┌─ Provided text

This classification eventually simplifies both dump and restore. For
instance, it decides whether a file name follows or not.

There will be more, later: CR_VMA_FILE_UNLINKED (mapped to an unlinked
file), CR_VMA_ANON_SHARED (shared anonymous), CR_VMA_ANON_SHARED_SKIP
(shared anonymous, had been sent before) and so on.


struct cr_hdr_head {
__u64 magic;

@@ -83,4 +90,28 @@ struct cr_hdr_task {
char comm[TASK_COMM_LEN];
} __attribute__ ((aligned (8)));

+struct cr_hdr_mm {
+ __u32 tag; /* sharing identifier */

If this really is a sharing identifier, we need a:

struct cr_shared_object_ref {
__u32 tag;
};

And then one of *those* in the vma struct. Make it much more idiot (aka
Dave) proof.

I figured the use of 'tag' for the identifiers of shared objects is clear.
By using a __u32 the size of that field is immediately visible, while using
a structure will hide the actual size; in turn this is what we want visible
here (ABI), no ?


+ __s16 map_count;
+ __s16 _padding;
+
+ __u64 start_code, end_code, start_data, end_data;
+ __u64 start_brk, brk, start_stack;
+ __u64 arg_start, arg_end, env_start, env_end;
+
+} __attribute__ ((aligned (8)));
+
+struct cr_hdr_vma {
+ __u32 how;

It is too bad that we can't actually use the enum type here. It would
make it *much* more obvious what this was. I actually had to go look at
the code below to figure it out.

Using __u32 instead of enum guarantees the size. I'll change the
name and move the enum nearby.


+ __s16 npages;

Wow. Linux only supports 256MB in a single VMA? I didn't know that.
Maybe we should make this type bigger. :)

This also needs to get called something much more descriptive, like
nr_present_pages.

└─
┌─ Provided information

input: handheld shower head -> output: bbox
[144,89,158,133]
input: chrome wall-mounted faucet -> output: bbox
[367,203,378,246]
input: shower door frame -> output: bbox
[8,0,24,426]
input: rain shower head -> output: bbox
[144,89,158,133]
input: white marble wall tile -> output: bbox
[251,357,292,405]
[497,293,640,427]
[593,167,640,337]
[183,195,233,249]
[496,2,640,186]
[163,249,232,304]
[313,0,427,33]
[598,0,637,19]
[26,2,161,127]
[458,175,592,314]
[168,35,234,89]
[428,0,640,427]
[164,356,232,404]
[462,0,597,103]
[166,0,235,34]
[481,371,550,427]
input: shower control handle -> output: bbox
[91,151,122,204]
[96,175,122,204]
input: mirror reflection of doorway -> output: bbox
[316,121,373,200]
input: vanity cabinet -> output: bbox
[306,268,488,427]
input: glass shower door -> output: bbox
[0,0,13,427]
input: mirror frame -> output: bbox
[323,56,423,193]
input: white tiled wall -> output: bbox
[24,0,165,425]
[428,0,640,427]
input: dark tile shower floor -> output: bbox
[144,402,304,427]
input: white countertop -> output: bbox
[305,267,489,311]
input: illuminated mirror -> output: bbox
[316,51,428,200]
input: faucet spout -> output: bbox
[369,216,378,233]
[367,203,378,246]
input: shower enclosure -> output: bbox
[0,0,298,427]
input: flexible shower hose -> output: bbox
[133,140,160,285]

└─
┌─ Provided information

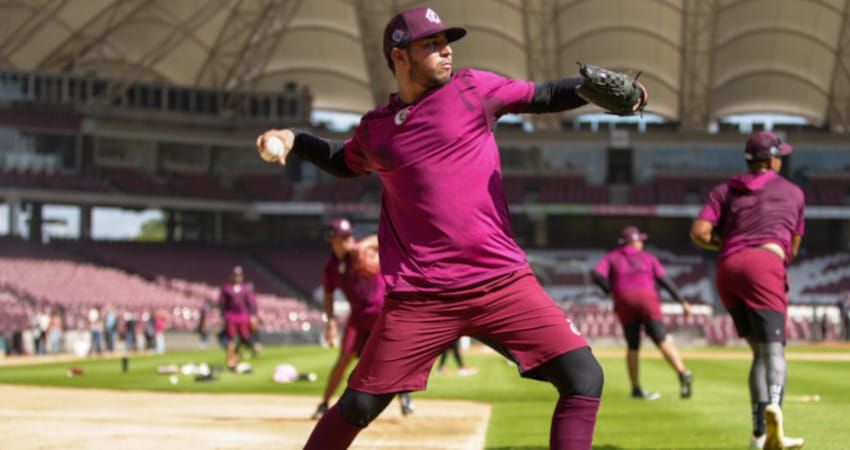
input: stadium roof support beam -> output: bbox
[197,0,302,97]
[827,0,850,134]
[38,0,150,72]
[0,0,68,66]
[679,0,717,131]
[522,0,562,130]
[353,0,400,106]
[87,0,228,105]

└─

### Exercises to complete:
a: In the code review excerpt, what more descriptive name is suggested for the npages field?
b: Echo the code review excerpt from "If this really" to "Dave) proof.", word for word.

### Answers to the problems:
a: nr_present_pages

b:
If this really is a sharing identifier, we need a:

struct cr_shared_object_ref {
__u32 tag;
};

And then one of *those* in the vma struct. Make it much more idiot (aka
Dave) proof.